---------- Document text ----------
This does not take place randomly.  All engines large and small rely on a series of parts to achieve an ultimate goal.  There is no one part greater than another.  Some have an immediate purpose while others are installed to protect the engine from running inefficiently and wearing out faster.  When all parts are working together the engine runs at peak efficiency.

No matter how great the engine is engineered it really is no greater than the sum of all its parts.  If the water pump is leaking or the alternator is not charging the vehicle will not run right.  All eight cylinders must fire sequentially in order to turn the crank.  If one spark plug is fowled it will cause the engine to misfire and every other part of that engine will run inefficiently.

It makes little difference how great each part is individually.  We can install all the high performance parts that we want, but if one part is off the entire engine runs poorly.  A poor running engine will only contribute to a negative driving experience and create driver frustration and dissatisfaction.

Producing satisfaction is constant in all things.  Even our bodies, environment and the most profitable organizations rely on the sum of all their parts working together to produce an intended purpose.

The key to satisfaction is no one thing.  It takes a group working together and supporting each other in all ways.  There is no one person more important than another in any organization.  Position has no bearing, salary has no effect, and length of employment is not a determining factor.

Recently, I was speaking to a coworker about the customer survey situation in our organization.  The company places a lot of stock in customer satisfaction and these surveys are meant to measure how well or how poorly we are doing.  We can’t fix what we can’t measure.  These surveys are very important.  In fact how they come back totally effects the reputation of the sales consultant.  However, if the customer is dissatisfied with one experience with any other member of the team the survey will tank.  I have personally been the victim of the inability of another team member to satisfy a client on two occasions.  Both times I called my customers to discuss the issues they may have had and received very similar responses.  They would say, “Oh no Ron, you were wonderful.  This was one of my best experiences with a sales consultant.  It was just a problem I had with so and so.”  It would seem that regardless of how well we performed others were working inefficiently and ineffectively.  They were not satisfying our customers.  Often it was as simple as not being honest with them or making promises that we could not keep and other times it was a lack of common sense, but the majority of the time it was caused by customers having to spend excessive amounts of time at the dealership.
---------- Given records ----------
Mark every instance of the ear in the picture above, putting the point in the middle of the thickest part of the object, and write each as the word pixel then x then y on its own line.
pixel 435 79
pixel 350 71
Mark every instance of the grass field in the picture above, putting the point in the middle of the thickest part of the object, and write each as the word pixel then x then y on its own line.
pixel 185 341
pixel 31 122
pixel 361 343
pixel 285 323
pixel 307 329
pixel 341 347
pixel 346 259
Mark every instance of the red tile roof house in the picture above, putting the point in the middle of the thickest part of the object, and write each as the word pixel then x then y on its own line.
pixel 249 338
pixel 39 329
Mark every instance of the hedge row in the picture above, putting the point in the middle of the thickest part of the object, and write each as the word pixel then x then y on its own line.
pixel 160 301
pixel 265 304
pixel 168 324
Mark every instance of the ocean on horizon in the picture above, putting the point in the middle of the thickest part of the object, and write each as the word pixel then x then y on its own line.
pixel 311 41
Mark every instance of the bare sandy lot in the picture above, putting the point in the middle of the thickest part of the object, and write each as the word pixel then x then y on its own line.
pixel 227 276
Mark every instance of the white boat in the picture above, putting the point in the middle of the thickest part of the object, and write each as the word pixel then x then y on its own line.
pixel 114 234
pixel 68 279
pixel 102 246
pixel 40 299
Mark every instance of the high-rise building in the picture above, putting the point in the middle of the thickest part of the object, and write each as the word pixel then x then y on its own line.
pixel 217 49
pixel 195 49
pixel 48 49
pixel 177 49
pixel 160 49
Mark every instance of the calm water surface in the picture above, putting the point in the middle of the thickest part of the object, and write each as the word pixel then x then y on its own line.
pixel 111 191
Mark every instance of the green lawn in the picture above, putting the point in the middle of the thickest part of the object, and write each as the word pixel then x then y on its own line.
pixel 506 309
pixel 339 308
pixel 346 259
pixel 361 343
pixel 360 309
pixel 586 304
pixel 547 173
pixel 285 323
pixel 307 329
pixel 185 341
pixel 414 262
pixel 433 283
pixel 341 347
----------
= Tasks to complete =
**1.** What does the essay on engines and customer satisfaction say caused customer dissatisfaction most of the time?
**2.** Keep writing the essay on engines and customer satisfaction from the point where it stops.
These records come from a different source than the essay on engines and customer satisfaction.

= Final answers =
**1.** Customers having to spend excessive amounts of time at the dealership.

**2.**
The bottom line is that we could not do it alone.  We needed an entire organization to accomplish our goal.  A team of people working together at maximum efficiency is the only way to satisfy our clients.

Sometimes it was coworkers trying too hard and other times it was coworkers not trying at all.  My initial survey came back at fifty percent.  I was astonished!  I remembered going well beyond the call of duty to satisfy my client.  In fact she even commented on how helpful and accommodating I had been throughout the process.  Her smile and handshake as I delivered the vehicle more than confirmed that I would be receiving high marks on the customer satisfaction survey.

What had happened?  Well, a well intentioned coworker had rescheduled the delivery date on my day off without me knowing.  His intentions were to get the customer her vehicle a few days earlier.  However, he was not aware of the client’s tight schedule on Friday’s.  I had scheduled her delivery for a Tuesday after discussing with her what would be the best time for her to pick up her new car.  I knew without a doubt when the paperwork would be completed, the car could be registered and the accessories would be installed.  He ended up making promises that we could not keep and in the process caused my client to rearrange her entire Friday’s schedule for no reason.  He tried to fix something that was not broken and in the process of failing to produce was caught lying to the customer and created extreme customer dissatisfaction.

As we hold strong to truth it is truth which we can always fall back on.

Never ever lie to anyone.  Honesty in all areas is the best plan for success in any organization.  Mistakes will be made, but if we own up to them and learn from them we are less likely to make the same mistakes again.  As we continue to lie we fail to resolve the issue and set ourselves up for continuous failure.  Besides, we can always fall back on the truth, but we will rarely recall the lie and dishonesty never produces satisfaction.

The second failure stemmed from a miscommunication between departments.  The management and receptionist continually patched a customer through to my voicemail on my day off.  The customer needed information that anyone could have gave her, but instead of helping our customer they decided to pass the buck to my customer.  In other words, they assumed that I was not handling my business, but in actuality I was not there to handle our business and the customer was not satisfied.  The customer only remembered that she left several messages on my answering machine and nobody returned her call.  This equaled poor customer service and was reflected in the survey.  If one person took the initiative, checked the schedule or simply used common sense the survey would have came back at one hundred percent satisfied.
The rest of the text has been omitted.